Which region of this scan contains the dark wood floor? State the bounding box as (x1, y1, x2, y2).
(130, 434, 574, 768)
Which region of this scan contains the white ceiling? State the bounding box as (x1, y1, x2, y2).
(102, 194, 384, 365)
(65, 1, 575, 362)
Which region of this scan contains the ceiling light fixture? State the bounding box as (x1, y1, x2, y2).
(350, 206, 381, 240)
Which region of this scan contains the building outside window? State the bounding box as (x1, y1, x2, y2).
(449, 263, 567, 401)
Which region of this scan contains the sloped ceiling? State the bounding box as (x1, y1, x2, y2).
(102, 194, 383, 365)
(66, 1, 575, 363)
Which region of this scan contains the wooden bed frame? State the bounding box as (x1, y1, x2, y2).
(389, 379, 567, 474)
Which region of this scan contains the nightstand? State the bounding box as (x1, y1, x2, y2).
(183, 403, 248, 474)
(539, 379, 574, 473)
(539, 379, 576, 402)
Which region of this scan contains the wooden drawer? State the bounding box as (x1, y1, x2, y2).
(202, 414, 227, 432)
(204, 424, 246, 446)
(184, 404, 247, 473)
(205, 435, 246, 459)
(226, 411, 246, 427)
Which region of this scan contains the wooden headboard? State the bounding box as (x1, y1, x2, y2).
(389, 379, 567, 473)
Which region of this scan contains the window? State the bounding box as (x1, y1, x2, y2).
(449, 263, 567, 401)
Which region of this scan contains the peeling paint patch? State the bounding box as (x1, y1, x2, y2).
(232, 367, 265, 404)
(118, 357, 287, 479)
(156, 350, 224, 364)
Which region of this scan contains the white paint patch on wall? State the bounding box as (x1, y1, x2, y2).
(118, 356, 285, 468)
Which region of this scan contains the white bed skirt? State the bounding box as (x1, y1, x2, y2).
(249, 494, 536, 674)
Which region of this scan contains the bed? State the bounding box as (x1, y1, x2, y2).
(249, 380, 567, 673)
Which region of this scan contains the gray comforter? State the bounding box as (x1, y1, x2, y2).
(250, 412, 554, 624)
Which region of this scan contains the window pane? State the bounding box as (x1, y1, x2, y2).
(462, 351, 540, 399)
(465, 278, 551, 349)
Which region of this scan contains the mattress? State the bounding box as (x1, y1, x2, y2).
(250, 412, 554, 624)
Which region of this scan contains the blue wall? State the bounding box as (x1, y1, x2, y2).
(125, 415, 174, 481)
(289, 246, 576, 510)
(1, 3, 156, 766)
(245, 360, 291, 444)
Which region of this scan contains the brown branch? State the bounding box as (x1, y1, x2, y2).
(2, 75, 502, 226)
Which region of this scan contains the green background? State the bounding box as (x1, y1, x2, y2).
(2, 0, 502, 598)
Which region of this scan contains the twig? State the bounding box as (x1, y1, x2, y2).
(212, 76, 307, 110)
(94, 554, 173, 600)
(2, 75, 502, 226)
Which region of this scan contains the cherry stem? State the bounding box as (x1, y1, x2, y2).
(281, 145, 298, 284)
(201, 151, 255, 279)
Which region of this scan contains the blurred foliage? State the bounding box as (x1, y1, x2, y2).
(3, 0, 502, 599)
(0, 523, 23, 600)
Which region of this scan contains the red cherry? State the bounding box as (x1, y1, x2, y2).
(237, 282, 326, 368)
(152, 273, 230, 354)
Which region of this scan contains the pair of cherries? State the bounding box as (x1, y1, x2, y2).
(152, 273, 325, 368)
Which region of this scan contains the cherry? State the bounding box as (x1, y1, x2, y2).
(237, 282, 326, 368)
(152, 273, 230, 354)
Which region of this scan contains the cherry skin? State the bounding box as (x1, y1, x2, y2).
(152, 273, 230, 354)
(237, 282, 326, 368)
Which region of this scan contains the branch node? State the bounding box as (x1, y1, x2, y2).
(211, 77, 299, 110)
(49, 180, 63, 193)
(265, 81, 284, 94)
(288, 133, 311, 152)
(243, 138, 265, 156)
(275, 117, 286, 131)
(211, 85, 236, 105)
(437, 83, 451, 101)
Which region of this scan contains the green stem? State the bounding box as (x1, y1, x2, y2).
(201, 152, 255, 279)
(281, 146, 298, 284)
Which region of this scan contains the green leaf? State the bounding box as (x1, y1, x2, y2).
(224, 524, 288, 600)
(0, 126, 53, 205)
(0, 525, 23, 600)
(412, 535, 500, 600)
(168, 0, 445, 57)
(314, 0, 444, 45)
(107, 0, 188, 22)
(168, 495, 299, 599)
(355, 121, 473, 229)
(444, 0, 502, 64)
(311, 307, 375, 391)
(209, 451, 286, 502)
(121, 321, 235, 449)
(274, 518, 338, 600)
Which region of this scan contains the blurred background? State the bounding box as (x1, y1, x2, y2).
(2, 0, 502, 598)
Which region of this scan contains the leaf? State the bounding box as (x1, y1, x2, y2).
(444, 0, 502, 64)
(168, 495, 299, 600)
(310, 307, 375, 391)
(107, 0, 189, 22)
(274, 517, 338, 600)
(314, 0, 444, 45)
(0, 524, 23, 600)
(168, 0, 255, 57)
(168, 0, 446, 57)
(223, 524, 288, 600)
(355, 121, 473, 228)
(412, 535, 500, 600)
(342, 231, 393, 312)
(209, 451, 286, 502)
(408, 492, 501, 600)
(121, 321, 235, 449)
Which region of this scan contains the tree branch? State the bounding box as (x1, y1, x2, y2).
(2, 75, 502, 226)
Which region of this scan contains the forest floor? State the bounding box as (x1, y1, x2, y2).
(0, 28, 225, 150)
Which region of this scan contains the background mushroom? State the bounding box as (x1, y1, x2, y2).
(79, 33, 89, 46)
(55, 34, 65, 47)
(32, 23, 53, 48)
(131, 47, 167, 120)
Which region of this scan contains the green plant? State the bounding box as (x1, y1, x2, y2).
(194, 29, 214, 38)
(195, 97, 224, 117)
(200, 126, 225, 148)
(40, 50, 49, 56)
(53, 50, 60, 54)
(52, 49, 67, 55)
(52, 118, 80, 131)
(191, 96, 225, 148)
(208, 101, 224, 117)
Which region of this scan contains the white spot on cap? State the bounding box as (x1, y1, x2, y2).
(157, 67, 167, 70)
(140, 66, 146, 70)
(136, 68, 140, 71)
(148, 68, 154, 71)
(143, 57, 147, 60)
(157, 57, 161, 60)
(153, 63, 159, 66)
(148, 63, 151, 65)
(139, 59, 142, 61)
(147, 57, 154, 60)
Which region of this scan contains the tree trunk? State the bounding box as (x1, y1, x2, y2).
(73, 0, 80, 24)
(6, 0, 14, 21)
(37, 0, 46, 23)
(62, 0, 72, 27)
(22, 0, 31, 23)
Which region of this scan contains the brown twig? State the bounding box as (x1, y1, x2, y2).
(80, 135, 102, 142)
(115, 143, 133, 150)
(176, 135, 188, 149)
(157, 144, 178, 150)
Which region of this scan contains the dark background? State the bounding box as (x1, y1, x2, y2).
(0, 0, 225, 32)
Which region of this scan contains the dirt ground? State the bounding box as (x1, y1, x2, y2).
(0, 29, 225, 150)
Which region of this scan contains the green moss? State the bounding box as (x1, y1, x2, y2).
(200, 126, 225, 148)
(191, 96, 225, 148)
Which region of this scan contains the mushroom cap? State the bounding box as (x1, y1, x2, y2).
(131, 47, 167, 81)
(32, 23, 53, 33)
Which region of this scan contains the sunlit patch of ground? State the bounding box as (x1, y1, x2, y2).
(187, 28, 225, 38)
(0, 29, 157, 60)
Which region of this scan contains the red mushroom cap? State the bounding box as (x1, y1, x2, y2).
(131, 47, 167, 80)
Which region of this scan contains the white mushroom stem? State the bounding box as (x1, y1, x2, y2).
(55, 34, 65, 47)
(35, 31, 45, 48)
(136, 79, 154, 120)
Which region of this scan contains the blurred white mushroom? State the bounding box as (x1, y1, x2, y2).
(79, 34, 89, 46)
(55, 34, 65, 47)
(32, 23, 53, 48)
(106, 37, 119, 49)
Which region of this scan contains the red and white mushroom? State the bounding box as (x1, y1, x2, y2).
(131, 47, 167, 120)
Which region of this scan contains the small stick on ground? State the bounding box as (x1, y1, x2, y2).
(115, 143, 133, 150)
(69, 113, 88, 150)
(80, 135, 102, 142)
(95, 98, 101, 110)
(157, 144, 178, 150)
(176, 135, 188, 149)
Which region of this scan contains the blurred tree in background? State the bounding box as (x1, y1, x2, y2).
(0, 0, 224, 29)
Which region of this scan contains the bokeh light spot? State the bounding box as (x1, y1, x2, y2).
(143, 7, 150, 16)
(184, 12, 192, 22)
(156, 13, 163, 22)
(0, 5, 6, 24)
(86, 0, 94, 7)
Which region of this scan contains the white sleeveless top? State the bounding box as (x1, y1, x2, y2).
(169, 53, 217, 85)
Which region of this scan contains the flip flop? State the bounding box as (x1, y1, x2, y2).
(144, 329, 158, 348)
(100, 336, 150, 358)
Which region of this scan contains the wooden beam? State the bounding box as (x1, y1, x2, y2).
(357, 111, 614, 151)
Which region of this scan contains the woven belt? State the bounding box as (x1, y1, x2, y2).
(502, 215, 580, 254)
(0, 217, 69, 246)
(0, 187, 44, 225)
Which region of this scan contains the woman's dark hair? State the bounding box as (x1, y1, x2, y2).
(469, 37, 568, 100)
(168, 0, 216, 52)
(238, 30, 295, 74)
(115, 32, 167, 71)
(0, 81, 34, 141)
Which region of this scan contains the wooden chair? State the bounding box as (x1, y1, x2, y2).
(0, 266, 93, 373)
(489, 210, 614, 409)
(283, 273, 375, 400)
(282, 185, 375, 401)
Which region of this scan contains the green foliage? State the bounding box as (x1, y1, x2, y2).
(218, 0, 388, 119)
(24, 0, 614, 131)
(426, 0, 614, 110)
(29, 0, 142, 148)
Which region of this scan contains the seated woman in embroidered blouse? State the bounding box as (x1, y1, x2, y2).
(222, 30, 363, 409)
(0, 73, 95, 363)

───

Problem to solve: Look above for the line containing "Which region of this scan contains the woman's". From there to the final line of the entries, repeat every line exactly.

Exercise response:
Which region of this scan contains the woman's dark hair? State the bounding box as (x1, y1, x2, y2).
(469, 37, 568, 100)
(168, 0, 216, 52)
(238, 30, 295, 74)
(115, 32, 167, 71)
(0, 81, 34, 141)
Which region of this scan contains the wooden chair? State the bounding box as (x1, y1, x2, y2).
(0, 266, 93, 373)
(489, 210, 614, 409)
(283, 273, 375, 400)
(282, 185, 375, 401)
Which region of this scan contains the green foliage? State the bounding box as (x1, y1, x2, y2).
(218, 0, 388, 119)
(24, 0, 614, 131)
(426, 0, 614, 110)
(29, 0, 142, 148)
Which region of this scan contains the seated woman in embroidered blouse? State the bounding box as (x1, y1, x2, y2).
(222, 30, 363, 409)
(0, 73, 95, 363)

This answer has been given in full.